(Entries taken from a collection)
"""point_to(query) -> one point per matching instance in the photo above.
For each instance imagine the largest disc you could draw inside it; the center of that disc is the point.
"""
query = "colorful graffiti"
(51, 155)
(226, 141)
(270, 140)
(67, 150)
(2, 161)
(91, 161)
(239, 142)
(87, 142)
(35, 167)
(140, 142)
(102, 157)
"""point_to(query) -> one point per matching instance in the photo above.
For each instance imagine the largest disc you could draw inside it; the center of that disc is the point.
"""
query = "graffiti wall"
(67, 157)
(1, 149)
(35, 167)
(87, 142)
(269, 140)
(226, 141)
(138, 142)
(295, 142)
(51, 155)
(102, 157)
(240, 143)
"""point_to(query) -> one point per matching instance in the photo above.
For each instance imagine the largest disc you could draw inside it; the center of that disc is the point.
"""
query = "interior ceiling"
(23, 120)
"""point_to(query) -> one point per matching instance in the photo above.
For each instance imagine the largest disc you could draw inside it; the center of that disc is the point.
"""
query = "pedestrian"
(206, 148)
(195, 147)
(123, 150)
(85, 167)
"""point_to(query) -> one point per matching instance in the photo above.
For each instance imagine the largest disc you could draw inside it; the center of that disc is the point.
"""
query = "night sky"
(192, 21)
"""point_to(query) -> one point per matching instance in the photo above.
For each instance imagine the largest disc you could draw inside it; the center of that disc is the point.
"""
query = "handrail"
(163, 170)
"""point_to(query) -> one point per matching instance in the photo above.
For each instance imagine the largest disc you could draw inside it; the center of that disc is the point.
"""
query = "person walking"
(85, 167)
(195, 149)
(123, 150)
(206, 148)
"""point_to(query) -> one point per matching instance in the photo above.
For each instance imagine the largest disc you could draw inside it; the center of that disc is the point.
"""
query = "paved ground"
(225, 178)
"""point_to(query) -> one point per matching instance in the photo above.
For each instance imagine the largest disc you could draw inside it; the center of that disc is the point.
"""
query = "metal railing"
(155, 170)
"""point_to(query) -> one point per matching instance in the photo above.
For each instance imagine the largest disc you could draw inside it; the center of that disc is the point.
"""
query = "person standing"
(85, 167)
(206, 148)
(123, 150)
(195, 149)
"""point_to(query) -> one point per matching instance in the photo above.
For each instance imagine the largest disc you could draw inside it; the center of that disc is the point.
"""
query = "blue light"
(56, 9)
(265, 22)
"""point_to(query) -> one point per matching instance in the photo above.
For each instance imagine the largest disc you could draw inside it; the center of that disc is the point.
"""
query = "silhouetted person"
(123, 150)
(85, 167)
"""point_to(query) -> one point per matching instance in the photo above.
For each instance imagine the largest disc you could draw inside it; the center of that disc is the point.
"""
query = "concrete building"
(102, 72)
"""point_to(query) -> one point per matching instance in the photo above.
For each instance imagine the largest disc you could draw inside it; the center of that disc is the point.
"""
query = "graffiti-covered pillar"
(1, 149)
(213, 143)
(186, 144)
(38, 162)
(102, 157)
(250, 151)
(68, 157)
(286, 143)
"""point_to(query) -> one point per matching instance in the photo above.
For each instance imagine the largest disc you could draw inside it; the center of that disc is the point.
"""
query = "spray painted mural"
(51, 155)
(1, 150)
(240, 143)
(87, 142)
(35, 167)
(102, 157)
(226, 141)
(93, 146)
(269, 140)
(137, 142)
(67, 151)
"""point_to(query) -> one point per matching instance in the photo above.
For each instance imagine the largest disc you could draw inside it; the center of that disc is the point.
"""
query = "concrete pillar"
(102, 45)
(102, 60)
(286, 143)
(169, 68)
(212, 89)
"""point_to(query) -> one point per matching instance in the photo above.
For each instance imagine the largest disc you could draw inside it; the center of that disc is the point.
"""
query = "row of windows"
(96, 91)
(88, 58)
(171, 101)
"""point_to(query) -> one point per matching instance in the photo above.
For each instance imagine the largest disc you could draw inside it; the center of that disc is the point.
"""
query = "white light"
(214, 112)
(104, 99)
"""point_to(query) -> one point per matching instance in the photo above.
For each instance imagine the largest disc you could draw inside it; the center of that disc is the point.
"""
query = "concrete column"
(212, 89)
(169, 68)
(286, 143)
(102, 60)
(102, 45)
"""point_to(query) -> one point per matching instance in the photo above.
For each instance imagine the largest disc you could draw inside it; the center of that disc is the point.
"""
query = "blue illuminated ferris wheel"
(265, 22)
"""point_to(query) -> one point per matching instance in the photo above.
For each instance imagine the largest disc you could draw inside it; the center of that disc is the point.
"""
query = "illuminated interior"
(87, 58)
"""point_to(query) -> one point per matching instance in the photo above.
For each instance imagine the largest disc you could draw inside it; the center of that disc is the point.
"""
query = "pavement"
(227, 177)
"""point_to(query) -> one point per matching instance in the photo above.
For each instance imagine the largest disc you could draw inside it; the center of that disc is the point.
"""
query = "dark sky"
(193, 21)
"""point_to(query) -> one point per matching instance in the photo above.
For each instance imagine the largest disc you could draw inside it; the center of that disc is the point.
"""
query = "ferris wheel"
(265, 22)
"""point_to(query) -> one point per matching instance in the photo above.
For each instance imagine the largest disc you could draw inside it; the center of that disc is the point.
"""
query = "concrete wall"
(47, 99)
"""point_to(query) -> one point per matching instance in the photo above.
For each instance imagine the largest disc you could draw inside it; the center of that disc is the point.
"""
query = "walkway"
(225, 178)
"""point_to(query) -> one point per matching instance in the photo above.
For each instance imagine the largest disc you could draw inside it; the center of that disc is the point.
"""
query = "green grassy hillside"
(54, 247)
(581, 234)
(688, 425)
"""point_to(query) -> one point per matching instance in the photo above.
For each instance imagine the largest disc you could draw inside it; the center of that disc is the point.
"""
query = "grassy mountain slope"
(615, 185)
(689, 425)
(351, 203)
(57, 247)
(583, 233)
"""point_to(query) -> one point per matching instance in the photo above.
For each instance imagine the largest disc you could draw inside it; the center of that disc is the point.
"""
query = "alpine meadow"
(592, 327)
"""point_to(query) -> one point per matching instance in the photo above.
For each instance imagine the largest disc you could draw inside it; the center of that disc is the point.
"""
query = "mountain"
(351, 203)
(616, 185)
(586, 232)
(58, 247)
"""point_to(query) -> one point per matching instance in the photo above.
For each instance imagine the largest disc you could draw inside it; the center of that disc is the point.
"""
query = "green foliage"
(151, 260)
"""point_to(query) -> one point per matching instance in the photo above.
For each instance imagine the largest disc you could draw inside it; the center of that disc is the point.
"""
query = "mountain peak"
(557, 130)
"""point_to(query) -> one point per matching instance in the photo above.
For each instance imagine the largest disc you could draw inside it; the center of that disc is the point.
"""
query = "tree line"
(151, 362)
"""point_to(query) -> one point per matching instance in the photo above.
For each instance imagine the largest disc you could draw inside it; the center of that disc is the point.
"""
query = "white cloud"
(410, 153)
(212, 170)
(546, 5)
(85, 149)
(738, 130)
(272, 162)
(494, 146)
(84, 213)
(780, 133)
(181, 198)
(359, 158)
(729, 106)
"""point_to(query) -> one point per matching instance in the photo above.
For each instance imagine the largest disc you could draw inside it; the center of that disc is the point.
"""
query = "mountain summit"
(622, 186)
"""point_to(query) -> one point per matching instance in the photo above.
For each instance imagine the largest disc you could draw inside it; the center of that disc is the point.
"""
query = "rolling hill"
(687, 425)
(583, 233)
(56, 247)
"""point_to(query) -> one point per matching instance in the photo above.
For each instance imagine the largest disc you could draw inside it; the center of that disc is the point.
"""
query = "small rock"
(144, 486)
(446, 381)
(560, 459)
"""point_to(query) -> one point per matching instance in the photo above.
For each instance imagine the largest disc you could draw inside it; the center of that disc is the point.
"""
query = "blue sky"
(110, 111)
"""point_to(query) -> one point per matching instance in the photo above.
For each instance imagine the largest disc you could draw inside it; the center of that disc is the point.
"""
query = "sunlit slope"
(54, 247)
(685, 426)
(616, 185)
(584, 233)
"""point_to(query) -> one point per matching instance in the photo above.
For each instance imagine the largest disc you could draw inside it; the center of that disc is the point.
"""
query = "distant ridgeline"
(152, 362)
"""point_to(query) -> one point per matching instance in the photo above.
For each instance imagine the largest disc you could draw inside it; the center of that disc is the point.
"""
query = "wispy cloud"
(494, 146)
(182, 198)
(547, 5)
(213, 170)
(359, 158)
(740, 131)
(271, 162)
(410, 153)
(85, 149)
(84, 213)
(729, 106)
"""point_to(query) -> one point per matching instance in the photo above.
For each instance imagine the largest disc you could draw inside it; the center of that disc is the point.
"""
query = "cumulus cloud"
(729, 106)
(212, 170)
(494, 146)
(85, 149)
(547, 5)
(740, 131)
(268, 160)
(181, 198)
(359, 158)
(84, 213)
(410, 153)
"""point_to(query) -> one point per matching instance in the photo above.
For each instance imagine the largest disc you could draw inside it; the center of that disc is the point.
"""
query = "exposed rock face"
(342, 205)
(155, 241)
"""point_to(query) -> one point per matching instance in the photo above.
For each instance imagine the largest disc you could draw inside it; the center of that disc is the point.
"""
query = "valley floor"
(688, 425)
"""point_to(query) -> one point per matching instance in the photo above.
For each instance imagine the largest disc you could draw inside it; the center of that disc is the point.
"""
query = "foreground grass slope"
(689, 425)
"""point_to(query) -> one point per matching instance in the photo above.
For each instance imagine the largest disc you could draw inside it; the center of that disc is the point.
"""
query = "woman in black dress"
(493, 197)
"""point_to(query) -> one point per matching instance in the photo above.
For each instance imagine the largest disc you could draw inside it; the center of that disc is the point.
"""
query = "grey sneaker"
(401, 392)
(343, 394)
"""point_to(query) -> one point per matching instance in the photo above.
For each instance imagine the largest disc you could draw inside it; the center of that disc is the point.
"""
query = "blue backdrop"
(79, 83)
---
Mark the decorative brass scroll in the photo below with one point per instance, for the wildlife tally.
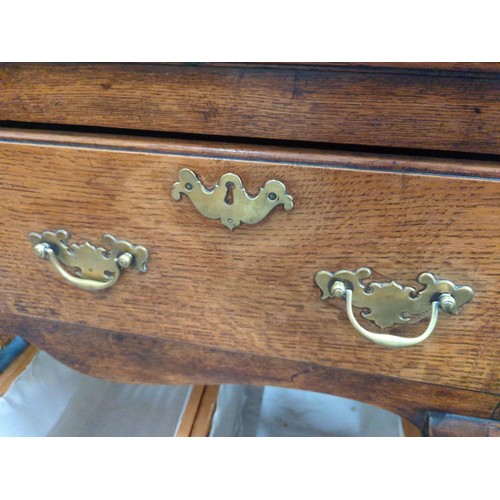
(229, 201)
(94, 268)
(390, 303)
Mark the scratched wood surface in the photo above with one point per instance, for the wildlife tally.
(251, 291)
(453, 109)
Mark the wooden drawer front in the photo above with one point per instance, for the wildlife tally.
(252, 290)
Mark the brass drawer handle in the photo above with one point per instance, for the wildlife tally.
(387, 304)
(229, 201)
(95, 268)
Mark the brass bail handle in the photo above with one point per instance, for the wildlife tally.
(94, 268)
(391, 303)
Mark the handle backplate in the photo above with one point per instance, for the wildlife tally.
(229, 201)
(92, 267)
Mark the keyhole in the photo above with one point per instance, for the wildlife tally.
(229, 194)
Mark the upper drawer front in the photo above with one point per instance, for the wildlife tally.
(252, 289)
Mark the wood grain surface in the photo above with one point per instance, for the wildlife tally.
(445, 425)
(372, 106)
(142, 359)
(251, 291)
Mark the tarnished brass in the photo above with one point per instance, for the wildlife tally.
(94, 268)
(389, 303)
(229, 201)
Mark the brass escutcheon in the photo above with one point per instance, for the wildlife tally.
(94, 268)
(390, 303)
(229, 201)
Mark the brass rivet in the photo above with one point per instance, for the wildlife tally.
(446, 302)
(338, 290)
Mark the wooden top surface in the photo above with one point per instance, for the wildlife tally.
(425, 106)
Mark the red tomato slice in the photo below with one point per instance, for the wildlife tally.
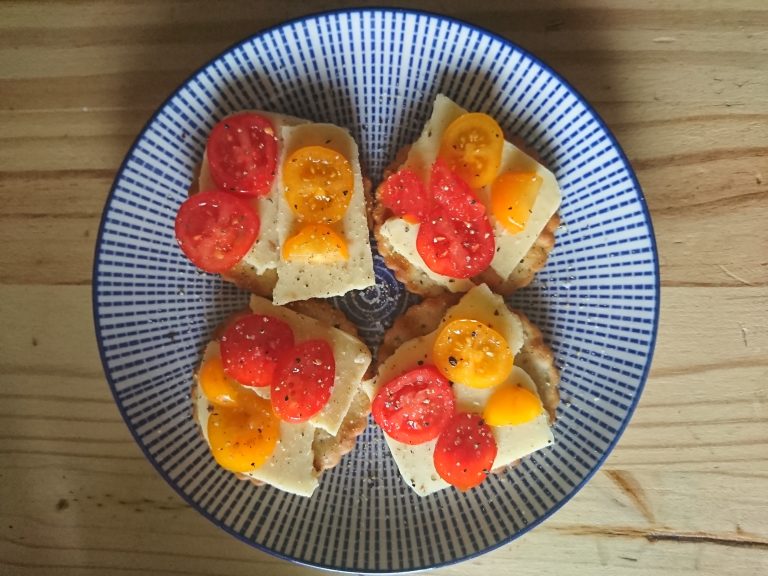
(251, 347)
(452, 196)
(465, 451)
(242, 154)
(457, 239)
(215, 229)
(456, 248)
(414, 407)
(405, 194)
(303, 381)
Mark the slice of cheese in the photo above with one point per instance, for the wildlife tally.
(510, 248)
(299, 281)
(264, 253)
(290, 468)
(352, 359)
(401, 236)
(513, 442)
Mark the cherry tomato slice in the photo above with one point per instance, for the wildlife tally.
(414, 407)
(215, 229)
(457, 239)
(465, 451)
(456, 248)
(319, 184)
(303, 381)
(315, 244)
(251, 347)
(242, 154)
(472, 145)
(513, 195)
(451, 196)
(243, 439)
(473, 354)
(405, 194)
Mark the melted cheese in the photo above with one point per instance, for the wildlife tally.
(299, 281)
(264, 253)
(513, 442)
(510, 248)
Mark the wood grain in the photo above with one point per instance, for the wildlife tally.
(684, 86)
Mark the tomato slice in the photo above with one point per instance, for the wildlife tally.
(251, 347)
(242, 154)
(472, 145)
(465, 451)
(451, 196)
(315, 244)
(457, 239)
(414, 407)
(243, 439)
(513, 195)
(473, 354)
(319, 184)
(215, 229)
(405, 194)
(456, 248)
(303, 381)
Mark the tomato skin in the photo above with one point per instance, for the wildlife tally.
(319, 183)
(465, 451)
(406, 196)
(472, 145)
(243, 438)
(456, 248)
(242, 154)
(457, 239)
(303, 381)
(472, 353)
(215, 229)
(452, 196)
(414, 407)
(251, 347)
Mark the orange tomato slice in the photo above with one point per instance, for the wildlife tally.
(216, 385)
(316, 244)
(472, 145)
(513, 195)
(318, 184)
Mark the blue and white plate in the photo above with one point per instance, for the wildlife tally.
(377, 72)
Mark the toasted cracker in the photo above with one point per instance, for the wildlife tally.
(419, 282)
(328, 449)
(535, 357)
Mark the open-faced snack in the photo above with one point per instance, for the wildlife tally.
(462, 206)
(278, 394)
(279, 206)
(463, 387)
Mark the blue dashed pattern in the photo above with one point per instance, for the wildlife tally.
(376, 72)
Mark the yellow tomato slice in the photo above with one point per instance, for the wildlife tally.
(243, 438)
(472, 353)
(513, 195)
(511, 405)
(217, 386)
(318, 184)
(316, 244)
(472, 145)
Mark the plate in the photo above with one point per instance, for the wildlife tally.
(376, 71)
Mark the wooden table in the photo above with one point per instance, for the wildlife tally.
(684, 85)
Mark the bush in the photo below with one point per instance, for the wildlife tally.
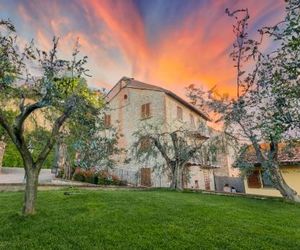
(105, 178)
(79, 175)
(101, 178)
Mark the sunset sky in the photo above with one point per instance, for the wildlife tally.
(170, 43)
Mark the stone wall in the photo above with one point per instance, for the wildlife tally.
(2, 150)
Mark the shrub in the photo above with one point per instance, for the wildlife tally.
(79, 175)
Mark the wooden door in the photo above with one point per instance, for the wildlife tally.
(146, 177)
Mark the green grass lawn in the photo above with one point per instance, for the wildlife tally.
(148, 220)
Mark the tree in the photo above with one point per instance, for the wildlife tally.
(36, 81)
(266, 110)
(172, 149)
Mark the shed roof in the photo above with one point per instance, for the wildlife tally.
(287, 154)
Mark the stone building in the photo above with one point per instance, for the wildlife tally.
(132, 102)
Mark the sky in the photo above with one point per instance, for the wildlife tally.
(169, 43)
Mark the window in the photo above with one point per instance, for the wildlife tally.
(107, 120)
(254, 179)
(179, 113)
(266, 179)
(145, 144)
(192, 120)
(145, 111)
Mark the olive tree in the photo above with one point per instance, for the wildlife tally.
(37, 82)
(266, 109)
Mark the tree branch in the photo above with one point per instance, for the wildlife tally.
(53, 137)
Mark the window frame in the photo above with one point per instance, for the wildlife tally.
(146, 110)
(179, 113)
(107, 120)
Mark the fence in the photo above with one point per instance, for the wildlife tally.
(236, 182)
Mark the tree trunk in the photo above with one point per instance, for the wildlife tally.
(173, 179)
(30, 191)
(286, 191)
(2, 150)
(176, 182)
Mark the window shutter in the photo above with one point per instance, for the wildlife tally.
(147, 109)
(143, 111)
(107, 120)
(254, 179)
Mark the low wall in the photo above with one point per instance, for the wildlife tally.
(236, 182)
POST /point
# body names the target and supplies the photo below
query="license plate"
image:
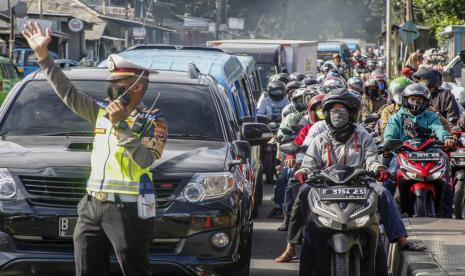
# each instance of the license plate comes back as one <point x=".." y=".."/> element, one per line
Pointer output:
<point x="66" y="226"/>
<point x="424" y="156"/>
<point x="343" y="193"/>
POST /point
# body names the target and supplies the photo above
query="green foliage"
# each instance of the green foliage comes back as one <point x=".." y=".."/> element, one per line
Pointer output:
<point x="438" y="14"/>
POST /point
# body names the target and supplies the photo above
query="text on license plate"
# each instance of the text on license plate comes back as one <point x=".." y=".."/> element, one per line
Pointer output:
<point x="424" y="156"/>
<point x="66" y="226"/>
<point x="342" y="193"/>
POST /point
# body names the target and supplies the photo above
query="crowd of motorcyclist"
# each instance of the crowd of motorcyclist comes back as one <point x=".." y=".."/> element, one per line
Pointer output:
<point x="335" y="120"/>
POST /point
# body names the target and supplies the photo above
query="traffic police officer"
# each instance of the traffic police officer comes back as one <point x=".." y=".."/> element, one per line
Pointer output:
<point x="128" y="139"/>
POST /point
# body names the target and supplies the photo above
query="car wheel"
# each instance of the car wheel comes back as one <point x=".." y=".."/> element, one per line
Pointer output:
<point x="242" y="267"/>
---
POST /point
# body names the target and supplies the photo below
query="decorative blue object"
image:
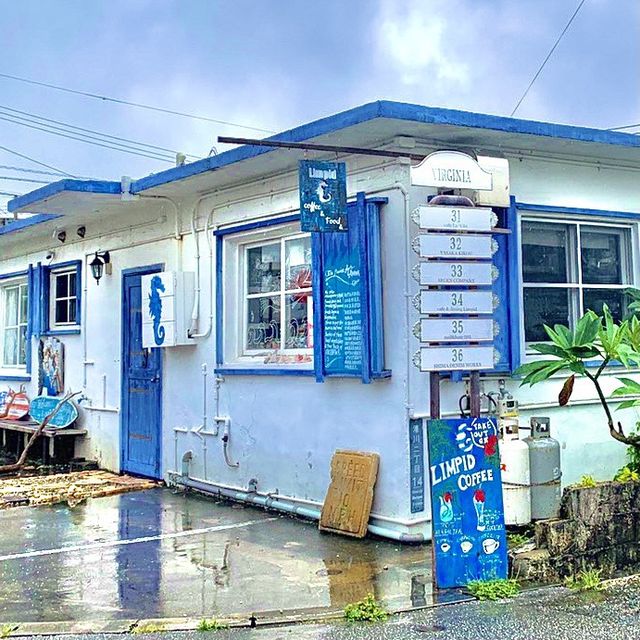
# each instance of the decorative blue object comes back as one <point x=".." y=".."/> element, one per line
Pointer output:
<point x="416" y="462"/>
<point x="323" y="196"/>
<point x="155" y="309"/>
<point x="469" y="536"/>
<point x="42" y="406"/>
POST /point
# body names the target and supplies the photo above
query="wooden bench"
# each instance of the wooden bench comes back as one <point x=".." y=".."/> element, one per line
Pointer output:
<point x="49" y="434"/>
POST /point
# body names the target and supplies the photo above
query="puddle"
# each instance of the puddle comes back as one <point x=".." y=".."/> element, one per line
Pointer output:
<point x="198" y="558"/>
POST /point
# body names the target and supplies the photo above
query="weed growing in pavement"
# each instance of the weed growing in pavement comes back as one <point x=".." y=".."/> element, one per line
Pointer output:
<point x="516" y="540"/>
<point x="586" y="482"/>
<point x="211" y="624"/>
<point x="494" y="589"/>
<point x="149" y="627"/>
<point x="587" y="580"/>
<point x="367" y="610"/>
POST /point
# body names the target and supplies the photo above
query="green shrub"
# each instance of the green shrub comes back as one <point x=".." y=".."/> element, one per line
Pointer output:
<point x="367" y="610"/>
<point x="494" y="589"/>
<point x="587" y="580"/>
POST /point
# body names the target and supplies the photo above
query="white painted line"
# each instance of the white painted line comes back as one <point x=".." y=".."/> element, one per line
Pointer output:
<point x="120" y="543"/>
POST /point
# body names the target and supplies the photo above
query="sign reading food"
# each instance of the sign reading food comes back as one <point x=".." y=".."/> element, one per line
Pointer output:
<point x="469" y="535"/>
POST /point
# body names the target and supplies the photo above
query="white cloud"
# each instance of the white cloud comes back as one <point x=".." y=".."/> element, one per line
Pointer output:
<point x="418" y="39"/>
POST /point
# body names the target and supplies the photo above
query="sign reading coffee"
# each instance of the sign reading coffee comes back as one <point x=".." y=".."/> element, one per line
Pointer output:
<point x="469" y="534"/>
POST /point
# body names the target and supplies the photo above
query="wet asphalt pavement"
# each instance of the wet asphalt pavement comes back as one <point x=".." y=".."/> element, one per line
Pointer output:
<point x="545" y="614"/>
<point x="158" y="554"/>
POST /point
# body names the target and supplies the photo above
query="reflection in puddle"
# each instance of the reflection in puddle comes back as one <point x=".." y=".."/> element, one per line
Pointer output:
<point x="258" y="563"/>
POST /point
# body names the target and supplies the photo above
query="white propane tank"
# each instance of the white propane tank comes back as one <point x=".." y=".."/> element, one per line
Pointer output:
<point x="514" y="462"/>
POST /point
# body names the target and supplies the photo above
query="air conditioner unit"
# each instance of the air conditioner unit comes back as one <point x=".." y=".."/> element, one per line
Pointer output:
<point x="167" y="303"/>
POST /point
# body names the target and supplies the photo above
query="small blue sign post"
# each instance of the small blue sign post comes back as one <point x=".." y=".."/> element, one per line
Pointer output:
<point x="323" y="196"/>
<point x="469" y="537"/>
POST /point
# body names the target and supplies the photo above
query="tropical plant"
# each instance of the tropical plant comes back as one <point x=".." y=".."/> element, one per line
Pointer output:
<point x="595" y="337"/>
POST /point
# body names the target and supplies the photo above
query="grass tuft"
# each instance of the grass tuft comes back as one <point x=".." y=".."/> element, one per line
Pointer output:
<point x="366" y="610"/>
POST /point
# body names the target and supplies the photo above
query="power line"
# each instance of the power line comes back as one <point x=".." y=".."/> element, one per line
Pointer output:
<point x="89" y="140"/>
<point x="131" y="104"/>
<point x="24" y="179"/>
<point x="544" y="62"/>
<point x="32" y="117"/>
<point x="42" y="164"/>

• **TASK DESCRIPTION**: Copy each line above where "asphalt" appears.

• **EXERCISE RESULT**:
query="wet asphalt pavement"
# each instance of the wet asphalt pavement comes back as one <point x=".." y=".."/> element, one per line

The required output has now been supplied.